What to do - Convert everything from the line containing "Task: Locate the graffiti" down to the last line of the items, both included, into a Markdown table with the columns Row and Text, giving each line a row number and omitting blank lines. Leave out all other lines.

Material to process -
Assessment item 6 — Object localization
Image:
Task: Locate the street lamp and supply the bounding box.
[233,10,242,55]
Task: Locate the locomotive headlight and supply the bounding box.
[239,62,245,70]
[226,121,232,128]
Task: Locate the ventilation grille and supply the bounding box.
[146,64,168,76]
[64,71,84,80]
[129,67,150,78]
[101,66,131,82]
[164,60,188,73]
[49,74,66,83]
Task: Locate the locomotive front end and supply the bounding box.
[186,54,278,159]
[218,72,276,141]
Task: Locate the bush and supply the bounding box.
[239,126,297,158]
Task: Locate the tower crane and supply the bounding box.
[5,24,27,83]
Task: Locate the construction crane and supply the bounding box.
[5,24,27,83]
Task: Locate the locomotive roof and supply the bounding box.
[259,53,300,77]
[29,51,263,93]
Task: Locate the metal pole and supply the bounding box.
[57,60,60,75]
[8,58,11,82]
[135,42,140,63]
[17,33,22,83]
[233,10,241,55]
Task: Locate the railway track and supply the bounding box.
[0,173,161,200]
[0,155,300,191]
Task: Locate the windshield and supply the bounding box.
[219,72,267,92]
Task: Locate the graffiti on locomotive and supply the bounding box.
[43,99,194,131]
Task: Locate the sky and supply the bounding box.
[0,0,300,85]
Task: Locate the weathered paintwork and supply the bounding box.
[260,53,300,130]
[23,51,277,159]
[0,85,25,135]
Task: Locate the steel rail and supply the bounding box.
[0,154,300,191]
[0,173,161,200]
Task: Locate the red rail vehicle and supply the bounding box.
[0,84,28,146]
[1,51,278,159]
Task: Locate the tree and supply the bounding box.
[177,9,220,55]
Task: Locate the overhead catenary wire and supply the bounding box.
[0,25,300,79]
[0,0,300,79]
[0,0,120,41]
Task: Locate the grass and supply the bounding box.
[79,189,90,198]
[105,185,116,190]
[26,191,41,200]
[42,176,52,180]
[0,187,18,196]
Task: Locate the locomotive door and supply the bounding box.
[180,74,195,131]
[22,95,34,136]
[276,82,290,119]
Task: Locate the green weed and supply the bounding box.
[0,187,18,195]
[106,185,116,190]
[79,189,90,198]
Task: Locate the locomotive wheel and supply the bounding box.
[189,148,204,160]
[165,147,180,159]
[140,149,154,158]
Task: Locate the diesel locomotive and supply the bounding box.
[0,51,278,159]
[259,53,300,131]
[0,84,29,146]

Expected answer -
| Row | Text |
|---|---|
| 1 | Task: Locate the graffiti on locomotive and supply the bounding box. |
| 2 | [43,99,194,131] |
| 3 | Task: Locate the sky and supply the bounding box. |
| 4 | [0,0,300,85] |
| 5 | Task: Locate the weathered paintwork and supply the bounding box. |
| 6 | [260,53,300,130] |
| 7 | [23,51,277,159] |
| 8 | [0,85,25,135] |
| 9 | Task: Locate the steel rail and supply the bounding box. |
| 10 | [0,154,300,191] |
| 11 | [0,173,161,200] |
| 12 | Task: Locate the red rail vehicle and supply the bounding box. |
| 13 | [0,84,28,146] |
| 14 | [1,51,278,159] |
| 15 | Task: Locate the tree and supply the bounding box. |
| 16 | [177,9,220,55] |
| 17 | Task: Locate the overhead catenary wire and supply the bounding box. |
| 18 | [0,25,300,79] |
| 19 | [0,0,300,79] |
| 20 | [0,0,120,41] |
| 21 | Task: Locate the grass and supply the bounding box. |
| 22 | [79,189,90,198] |
| 23 | [105,185,116,190] |
| 24 | [26,191,41,200] |
| 25 | [42,176,52,180] |
| 26 | [0,187,18,196] |
| 27 | Task: Locate the locomotive door and supply the bounding box. |
| 28 | [180,74,195,131] |
| 29 | [22,95,34,136] |
| 30 | [276,82,290,119] |
| 31 | Task: Locate the green weed and supply the bounding box. |
| 32 | [0,187,18,195] |
| 33 | [106,185,116,190] |
| 34 | [79,189,90,198] |
| 35 | Task: Locate the locomotive wheel and supply the bounding box. |
| 36 | [189,148,204,160] |
| 37 | [165,147,180,159] |
| 38 | [140,149,154,158] |
| 39 | Task: Locate the diesel locomotive and supply the bounding box. |
| 40 | [0,51,278,159] |
| 41 | [259,53,300,131] |
| 42 | [0,84,29,146] |